### [Tujuan 1]
Cetak ulang teks tentang tradisi lokal, Hindu, Buddha, dan Islam secara utuh tanpa mengubah satu huruf pun.

### [Kutipan untuk Dibaca]
****************

TRADISI LOKAL, HINDU, BUDDHA , DAN ISLAM
TRADISI
LOKAL, HINDU, BUDDHA , DAN ISLAM - Sebelum datangnya
pengaruh hindu-Buddha dan islam masuk ke indonesia, masyarakat indonesia telah
mengenal kehidupan religius yang dijadikan pedoman untuk bersikap dan
berperilaku dalam kehidupan. Setelah masuknya pengaruh Hindu, Buddha dan islam,
terjadilah interaksi dan memengaruhi kehidupan masyarakat di indonesia.
TRADISI LOKAL, HINDU, BUDDHA , DAN ISLAM |
A.

****************

[Butir garis batas area berlabel]
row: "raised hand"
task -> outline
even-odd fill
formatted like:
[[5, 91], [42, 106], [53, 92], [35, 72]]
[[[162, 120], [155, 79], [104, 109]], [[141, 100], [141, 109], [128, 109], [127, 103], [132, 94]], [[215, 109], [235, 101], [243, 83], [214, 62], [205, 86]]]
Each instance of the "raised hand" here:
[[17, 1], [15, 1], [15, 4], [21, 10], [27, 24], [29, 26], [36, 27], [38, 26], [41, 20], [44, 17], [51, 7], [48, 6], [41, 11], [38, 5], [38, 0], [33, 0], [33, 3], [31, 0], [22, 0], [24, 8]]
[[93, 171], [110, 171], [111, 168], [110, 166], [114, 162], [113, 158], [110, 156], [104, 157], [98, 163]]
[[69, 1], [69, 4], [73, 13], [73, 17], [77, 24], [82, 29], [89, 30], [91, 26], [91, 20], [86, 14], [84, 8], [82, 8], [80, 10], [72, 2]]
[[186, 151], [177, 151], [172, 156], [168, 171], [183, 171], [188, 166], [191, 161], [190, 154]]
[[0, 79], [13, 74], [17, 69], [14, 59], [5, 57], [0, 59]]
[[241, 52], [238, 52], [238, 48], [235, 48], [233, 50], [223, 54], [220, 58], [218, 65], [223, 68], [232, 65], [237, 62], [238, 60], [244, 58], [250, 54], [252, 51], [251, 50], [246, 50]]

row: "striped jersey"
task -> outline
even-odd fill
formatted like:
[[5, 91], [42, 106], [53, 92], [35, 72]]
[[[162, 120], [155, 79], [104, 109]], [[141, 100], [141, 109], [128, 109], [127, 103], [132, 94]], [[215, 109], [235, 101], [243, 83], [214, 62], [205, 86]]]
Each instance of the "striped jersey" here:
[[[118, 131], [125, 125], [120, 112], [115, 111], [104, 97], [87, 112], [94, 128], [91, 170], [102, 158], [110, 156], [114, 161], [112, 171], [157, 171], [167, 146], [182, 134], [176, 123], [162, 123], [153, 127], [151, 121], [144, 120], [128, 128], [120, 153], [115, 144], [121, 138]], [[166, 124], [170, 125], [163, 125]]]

****************

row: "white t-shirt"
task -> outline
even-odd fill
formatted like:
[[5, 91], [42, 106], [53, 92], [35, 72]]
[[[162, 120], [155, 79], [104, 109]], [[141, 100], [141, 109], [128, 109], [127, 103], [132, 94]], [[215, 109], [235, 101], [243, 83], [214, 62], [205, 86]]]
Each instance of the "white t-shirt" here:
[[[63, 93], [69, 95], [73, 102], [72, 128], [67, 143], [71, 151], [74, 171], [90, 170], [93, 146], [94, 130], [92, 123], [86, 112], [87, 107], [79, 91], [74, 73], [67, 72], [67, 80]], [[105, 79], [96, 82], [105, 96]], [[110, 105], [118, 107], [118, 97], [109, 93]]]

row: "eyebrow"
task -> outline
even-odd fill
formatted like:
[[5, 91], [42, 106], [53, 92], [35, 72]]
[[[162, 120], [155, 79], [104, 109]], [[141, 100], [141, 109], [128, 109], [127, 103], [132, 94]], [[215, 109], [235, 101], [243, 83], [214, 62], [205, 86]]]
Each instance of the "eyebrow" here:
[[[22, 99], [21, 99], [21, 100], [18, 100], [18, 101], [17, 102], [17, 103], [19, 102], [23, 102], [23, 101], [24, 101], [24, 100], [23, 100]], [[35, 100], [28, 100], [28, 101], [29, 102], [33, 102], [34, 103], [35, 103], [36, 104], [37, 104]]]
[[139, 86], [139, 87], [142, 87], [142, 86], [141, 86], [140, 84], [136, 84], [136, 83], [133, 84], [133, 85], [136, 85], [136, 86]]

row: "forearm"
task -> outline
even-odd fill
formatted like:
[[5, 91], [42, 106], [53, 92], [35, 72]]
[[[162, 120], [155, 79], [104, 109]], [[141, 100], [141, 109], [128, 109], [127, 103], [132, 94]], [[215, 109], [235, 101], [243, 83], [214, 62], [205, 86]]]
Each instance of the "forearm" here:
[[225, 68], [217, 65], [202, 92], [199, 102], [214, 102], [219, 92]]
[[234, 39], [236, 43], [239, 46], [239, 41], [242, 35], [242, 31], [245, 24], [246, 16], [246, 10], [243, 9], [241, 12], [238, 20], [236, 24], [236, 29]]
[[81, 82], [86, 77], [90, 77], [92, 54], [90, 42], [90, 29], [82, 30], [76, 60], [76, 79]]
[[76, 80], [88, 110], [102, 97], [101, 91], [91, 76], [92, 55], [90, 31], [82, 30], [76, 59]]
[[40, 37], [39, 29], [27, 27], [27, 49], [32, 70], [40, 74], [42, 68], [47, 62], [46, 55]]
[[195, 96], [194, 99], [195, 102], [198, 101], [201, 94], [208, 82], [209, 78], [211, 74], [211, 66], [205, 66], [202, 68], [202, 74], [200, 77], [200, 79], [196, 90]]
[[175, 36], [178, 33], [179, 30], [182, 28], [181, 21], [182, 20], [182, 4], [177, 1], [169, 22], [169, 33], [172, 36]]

****************

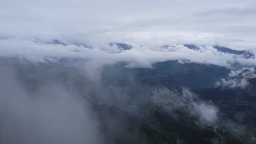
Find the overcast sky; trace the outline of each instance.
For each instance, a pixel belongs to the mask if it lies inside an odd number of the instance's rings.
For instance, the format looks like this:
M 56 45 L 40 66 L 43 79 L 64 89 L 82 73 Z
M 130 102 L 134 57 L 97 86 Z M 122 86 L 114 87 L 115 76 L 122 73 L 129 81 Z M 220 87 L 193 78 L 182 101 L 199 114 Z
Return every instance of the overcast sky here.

****************

### [Tujuan 2]
Baris catatan mana saja yang memuat kata "overcast"? Pilih dan salin setiap baris itu.

### [Keluaran Lengkap 1]
TRADISI LOKAL, HINDU, BUDDHA , DAN ISLAM
TRADISI
LOKAL, HINDU, BUDDHA , DAN ISLAM - Sebelum datangnya
pengaruh hindu-Buddha dan islam masuk ke indonesia, masyarakat indonesia telah
mengenal kehidupan religius yang dijadikan pedoman untuk bersikap dan
berperilaku dalam kehidupan. Setelah masuknya pengaruh Hindu, Buddha dan islam,
terjadilah interaksi dan memengaruhi kehidupan masyarakat di indonesia.
TRADISI LOKAL, HINDU, BUDDHA , DAN ISLAM |
A.

### [Keluaran Lengkap 2]
Find the overcast sky; trace the outline of each instance.
Return every instance of the overcast sky here.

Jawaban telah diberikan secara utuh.